→ **PROBLEM TO WORK ON**
Filter the entries for lines with the word "after".

EXERCISE INPUTS Start Marker

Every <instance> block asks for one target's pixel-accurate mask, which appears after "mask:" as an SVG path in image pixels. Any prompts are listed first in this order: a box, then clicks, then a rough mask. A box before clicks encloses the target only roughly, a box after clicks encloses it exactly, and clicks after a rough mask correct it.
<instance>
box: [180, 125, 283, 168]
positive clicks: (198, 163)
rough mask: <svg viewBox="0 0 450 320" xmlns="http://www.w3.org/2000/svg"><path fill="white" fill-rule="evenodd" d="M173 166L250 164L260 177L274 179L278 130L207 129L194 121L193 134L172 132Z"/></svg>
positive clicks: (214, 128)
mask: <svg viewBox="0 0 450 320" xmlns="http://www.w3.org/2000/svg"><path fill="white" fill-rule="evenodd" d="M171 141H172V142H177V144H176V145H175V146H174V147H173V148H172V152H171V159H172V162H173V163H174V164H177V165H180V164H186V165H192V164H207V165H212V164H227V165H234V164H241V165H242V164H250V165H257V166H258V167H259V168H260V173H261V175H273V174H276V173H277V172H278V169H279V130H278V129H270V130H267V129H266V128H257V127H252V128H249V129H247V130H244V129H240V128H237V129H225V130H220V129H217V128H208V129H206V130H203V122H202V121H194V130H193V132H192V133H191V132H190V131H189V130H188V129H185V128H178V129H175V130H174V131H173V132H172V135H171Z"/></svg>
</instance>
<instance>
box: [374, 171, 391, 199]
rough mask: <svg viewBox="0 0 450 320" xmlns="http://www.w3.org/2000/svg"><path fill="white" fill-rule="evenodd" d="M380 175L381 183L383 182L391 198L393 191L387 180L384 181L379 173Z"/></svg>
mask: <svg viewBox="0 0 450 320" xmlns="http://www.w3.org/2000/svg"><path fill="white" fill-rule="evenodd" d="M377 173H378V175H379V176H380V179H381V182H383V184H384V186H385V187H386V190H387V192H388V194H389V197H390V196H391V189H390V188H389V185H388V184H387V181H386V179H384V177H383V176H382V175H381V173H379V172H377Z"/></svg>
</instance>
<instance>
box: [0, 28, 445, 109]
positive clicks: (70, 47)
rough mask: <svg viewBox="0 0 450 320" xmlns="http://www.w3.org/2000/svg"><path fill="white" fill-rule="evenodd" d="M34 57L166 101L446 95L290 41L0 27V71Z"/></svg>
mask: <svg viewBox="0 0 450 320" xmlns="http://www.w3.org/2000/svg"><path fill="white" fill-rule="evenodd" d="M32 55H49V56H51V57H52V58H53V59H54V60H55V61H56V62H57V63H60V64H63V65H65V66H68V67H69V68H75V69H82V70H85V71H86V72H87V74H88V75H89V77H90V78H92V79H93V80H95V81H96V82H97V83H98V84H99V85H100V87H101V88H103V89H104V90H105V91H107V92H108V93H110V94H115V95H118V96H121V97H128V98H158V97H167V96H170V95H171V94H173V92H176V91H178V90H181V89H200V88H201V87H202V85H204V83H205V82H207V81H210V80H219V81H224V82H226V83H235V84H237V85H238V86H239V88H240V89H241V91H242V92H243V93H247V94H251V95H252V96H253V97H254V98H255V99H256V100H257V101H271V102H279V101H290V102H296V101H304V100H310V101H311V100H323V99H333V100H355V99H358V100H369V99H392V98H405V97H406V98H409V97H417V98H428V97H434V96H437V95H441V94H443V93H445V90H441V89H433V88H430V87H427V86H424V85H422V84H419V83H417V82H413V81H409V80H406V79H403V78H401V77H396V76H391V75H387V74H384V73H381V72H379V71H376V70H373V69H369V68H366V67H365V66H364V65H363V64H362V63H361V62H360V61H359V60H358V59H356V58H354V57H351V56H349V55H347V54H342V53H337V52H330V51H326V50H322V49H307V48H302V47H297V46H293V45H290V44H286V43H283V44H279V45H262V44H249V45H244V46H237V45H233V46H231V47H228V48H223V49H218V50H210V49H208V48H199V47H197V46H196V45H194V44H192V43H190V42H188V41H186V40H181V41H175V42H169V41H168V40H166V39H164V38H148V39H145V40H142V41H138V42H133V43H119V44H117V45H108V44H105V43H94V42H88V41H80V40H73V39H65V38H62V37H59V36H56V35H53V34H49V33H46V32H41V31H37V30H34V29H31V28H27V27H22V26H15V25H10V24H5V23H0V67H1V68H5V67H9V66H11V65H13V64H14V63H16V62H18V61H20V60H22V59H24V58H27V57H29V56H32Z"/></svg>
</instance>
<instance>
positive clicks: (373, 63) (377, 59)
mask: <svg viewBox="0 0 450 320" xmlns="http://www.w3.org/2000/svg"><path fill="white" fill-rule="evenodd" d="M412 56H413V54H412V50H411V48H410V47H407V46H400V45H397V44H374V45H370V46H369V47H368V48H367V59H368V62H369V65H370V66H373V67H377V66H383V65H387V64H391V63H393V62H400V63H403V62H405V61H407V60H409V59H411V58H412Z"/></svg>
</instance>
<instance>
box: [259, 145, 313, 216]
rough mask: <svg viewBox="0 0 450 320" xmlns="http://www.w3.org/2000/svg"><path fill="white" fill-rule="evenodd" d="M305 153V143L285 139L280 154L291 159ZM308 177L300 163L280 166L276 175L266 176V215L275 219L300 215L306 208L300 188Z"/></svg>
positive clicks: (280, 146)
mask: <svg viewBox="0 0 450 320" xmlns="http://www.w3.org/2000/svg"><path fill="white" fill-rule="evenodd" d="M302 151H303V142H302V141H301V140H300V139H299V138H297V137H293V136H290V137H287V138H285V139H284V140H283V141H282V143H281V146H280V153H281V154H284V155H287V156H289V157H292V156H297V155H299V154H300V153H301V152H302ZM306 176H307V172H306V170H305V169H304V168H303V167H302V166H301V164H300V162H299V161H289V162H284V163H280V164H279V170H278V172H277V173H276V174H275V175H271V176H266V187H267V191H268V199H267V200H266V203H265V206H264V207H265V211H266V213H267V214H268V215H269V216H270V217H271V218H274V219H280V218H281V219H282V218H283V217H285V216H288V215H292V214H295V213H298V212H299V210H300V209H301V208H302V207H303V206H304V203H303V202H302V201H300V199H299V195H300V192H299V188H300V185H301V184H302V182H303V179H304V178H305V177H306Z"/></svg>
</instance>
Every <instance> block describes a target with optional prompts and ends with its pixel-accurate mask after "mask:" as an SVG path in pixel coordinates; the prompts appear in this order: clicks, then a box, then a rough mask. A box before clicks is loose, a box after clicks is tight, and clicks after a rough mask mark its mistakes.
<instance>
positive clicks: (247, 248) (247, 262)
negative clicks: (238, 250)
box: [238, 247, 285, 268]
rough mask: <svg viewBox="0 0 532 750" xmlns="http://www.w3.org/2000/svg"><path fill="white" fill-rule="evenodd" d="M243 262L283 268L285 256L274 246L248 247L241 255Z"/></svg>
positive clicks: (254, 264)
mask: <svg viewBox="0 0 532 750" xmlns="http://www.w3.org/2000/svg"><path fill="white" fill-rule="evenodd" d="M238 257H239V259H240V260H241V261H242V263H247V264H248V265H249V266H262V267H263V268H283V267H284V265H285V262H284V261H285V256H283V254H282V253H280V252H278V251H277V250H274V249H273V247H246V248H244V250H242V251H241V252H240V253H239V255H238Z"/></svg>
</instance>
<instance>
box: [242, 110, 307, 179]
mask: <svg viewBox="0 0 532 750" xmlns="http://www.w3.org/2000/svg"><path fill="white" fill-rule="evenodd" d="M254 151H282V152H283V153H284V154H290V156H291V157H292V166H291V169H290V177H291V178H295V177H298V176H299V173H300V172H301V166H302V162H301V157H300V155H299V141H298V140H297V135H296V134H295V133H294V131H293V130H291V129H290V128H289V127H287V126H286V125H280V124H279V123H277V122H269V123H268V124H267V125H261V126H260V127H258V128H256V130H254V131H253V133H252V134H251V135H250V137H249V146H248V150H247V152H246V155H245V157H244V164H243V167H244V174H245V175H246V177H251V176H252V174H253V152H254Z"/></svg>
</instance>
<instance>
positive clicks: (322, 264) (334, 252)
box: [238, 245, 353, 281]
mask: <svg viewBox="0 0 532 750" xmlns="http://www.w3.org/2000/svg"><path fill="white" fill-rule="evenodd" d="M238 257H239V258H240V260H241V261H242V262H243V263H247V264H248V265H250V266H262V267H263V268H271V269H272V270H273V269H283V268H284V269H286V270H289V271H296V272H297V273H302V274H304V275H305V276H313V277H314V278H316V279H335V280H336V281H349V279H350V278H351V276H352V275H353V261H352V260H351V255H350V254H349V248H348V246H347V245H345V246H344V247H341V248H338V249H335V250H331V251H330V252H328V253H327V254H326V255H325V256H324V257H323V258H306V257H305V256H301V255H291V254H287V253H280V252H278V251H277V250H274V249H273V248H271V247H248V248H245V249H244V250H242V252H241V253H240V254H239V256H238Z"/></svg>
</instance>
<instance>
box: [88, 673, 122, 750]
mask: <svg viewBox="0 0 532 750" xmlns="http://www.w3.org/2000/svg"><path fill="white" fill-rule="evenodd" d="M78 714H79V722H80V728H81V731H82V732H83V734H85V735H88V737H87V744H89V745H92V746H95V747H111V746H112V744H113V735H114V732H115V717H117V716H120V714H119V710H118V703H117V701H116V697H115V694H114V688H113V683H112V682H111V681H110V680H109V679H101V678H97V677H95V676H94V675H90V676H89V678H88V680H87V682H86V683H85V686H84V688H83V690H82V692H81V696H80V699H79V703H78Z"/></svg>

EXERCISE INPUTS End Marker

→ **EXERCISE RESPONSE**
Every <instance> block asks for one target's pixel-accurate mask, which appears after "mask:" as an SVG path in image pixels. Any prompts are listed first in this order: a box, then clicks, then a rough mask. A box before clicks encloses the target only roughly, a box after clicks encloses it exactly, and clicks after a rough mask correct it.
Every <instance> block describes a target with optional prompts and ends with its pixel-accurate mask after "mask:" as an SVG path in pixel coordinates; the prompts appear in this order: clicks, then a box, then a rough mask. A box before clicks is loose, a box after clicks is tight, and clicks after a rough mask mark its mistakes.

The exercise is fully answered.